→ Your instructions
Look below for the line that has "like [248, 2].". Set down the lines from there through the line that has "like [52, 106].", exactly as written.
★ ★ ★ ★ ★ ★ ★
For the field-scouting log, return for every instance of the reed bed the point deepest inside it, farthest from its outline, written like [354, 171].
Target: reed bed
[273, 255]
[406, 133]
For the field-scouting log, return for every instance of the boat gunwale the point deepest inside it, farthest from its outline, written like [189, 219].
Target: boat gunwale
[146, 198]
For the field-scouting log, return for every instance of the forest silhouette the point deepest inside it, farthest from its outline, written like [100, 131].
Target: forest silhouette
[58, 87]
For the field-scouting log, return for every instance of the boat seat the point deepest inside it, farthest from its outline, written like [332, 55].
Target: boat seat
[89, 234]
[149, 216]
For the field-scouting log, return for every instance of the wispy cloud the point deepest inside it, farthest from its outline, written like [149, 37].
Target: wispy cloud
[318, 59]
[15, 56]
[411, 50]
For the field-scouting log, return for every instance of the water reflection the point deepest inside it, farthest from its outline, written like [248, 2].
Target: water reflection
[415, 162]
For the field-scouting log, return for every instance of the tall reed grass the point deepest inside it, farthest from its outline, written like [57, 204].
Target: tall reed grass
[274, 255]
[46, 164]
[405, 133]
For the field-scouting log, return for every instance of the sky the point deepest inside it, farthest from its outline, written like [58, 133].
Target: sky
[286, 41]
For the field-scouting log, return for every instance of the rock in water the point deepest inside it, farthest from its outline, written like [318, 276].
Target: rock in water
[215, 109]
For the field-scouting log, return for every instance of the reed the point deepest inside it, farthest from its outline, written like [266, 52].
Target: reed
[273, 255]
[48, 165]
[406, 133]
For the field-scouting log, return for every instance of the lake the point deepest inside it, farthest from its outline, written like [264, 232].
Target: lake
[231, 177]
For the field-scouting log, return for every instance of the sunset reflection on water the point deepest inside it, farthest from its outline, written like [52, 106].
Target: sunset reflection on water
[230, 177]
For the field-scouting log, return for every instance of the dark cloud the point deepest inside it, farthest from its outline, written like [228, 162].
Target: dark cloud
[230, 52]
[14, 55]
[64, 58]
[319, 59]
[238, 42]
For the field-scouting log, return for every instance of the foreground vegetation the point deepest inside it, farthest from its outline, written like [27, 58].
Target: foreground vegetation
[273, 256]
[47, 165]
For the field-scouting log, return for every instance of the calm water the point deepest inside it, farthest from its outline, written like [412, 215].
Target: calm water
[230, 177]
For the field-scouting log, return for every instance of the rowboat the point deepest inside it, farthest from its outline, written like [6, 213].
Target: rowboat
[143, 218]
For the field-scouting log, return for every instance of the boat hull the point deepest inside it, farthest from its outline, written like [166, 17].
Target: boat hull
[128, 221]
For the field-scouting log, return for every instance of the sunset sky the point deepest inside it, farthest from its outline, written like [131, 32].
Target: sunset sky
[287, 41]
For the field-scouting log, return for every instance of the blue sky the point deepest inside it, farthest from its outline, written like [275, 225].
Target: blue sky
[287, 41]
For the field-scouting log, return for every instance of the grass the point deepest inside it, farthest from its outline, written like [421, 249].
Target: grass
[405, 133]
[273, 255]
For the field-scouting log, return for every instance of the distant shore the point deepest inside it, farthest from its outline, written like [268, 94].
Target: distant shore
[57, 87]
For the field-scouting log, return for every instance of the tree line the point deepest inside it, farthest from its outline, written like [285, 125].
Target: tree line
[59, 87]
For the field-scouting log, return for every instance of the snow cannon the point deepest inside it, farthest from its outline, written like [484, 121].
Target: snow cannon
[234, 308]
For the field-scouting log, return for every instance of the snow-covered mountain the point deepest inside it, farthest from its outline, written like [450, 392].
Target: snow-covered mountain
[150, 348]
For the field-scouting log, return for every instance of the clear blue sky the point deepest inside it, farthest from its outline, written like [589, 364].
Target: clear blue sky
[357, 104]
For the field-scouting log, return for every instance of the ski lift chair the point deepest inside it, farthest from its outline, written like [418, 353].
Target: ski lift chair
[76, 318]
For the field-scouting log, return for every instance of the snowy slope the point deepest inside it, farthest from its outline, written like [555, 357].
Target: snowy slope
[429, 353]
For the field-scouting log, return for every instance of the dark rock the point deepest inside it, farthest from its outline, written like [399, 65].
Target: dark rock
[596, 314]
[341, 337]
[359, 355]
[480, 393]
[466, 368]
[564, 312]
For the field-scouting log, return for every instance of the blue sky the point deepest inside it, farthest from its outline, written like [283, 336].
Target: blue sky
★ ★ ★ ★ ★ ★ ★
→ Response
For the field-scouting log, return for every instance of the water reflection the point deepest inside it, farthest from its outline, written like [248, 2].
Target: water reflection
[415, 162]
For the field-scouting log, return for every instance of the tall reed grass the point deepest inside it, farthest from its outline, written like [57, 204].
Target: tall reed grass
[274, 255]
[46, 164]
[405, 133]
For the field-scouting log, return for every instance of the sky the point deepest inside it, farthest from its outline, written like [58, 133].
Target: sky
[286, 41]
For the field-scouting log, return for every instance of the rock in water the point deepest inside it, farthest from its outline, written like [318, 276].
Target: rock in water
[215, 109]
For the field-scouting log, return for every instance of the reed the point deepest inside it, farthest from its outline, written like [266, 52].
Target: reed
[273, 255]
[48, 165]
[406, 133]
For the field-scouting log, return for every instance of the lake the point deepest inside it, farthest from its outline, written like [264, 232].
Target: lake
[231, 177]
For the field-scouting log, return for every instance of the sunset reflection on water the point deepest inside it, farthest from its outline, written like [52, 106].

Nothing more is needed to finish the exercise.